• TEXTE:
|---|

Cauchemar ou renaissance ?
Les réflexions de Kokis sur la condition humaine captivent le lecteur — comme toujours — tout au long de ce récit plein de suspense flirtant avec le roman policier.
Un train dévié de la ligne principale en raison d’un éboulement fait un arrêt, sans que l’on sache pourquoi, à la gare désaffectée d’un bled perdu dans la steppe. Adrian descend du train pour acheter du tabac et aller aux toilettes ; quand il en ressort, le train est parti et il est seul sur le quai. Peu à peu il réalise qu’il ne pourra pas repartir et qu’il est captif de ce village isolé, lugubre, misérable, dont les quelques habitants sont bizarres et douteux.
Extrait
« Je me demande ce qu’un train comme le vôtre faisait là, et cela m’inquiète […]. Mais avec les trains, des étrangers peuvent venir troubler notre paix à Voksal.

|---|

• DONNÉES FOURNIES:
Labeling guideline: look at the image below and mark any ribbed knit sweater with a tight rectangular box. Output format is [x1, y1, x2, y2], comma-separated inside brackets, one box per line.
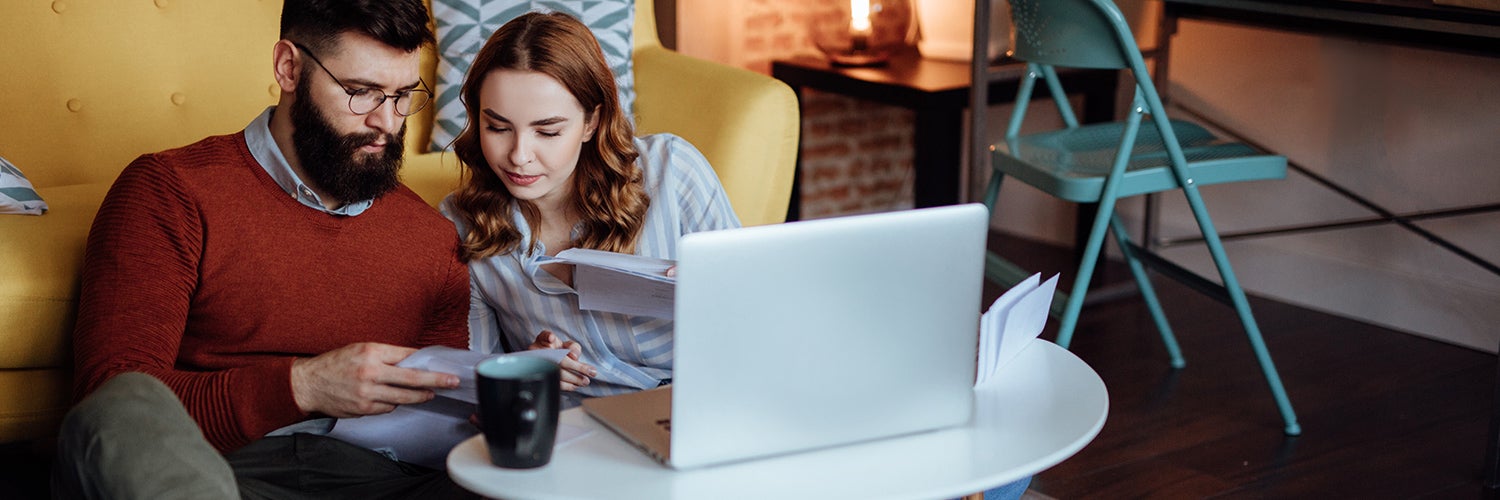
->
[74, 132, 470, 450]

|---|

• CONSIGNE: Recopiez le passage du texte sur le roman de Kokis qui va de « Les réflexions de » à « le roman policier. », ces deux bouts compris.

• RÉPONSE:
Les réflexions de Kokis sur la condition humaine captivent le lecteur — comme toujours — tout au long de ce récit plein de suspense flirtant avec le roman policier.